* [REQUIRED TASKS]
1. Answer these questions using the article on smartphone thumb.
(a) What is the formal name of the condition?
(b) In what year did researchers begin using a dynamic imaging technique to watch the bones of a healthy patient move?
(c) According to the article, what can one use instead of fingers?
2. Retype the part of the article on smartphone thumb between "But with increased" and "by CBS Minnesota.", inclusive.

* [STUDY TEXT]
------------------------------------------------

Doctors warn too much texting may lead to 'smartphone thumb'


People who spend too much time texting may be at increased risk of having "smartphone thumb", a painful condition caused by repetitive movements of typing that may lead to arthritis in the thumb, doctors have warned.

Formally known as tendinitis, the condition was earlier only seen in factory workers. It causes the tendon that bends and flexes the thumb to become inflamed.

But with increased use of smartphone for our daily activities, this type of pain has become more common over the years in the US, according to a report.

"One of the hypotheses is that the joints get loose and lax, and because of that the bones move differently than they would in a normal situation," Kristin Zhao, a biomedical engineer at the Mayo Clinic in Rochester was quoted as saying by CBS Minnesota.

The movements we require our thumbs to make as we hold our phones are awkward, Zhao said.

"It's also a movement that requires some force through the thumbs. It's not just free movement in space," she explained.

Researchers began using a dynamic imaging technique in 2010 to watch the bones of a healthy patient move so they could document what is normal and compare it with what is not. "Our hypothesis is that the abnormal motion of bones in the thumb could be causing pain onset and eventual osteoarthritis," Zhao said.

The ways to prevent the problem include giving your thumbs a break, using your forefinger sometimes, and doing daily stretching exercises to keep your tendons limber, among others.

Some other ways to prevent a smartphone thumb would be to sync one's phone with a tablet and use all your fingers to type, or go for voice-to-text features on one's phone. One can also use a stylus instead of fingers. Switching hands and not putting pressure on any one hand would help relieve the pain.

------------------------------------------------

* [RECORDS SHOWN]
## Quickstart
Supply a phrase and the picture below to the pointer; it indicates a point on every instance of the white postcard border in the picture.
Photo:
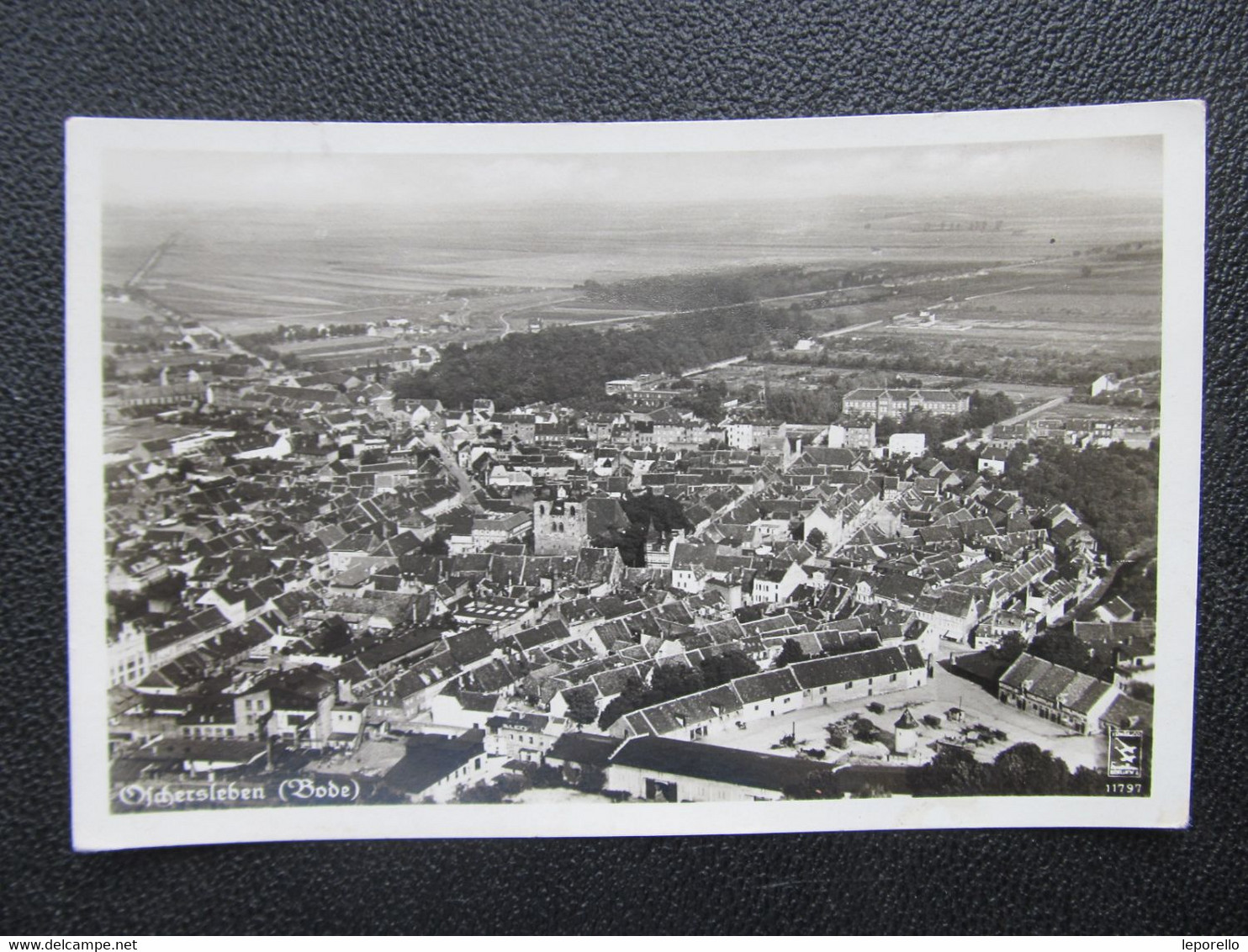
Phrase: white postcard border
(1181, 124)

------------------------------------------------

* [ANSWERS FOR EACH ITEM]
1.
(a) Tendinitis
(b) 2010
(c) A stylus

2.
But with increased use of smartphone for our daily activities, this type of pain has become more common over the years in the US, according to a report.

"One of the hypotheses is that the joints get loose and lax, and because of that the bones move differently than they would in a normal situation," Kristin Zhao, a biomedical engineer at the Mayo Clinic in Rochester was quoted as saying by CBS Minnesota.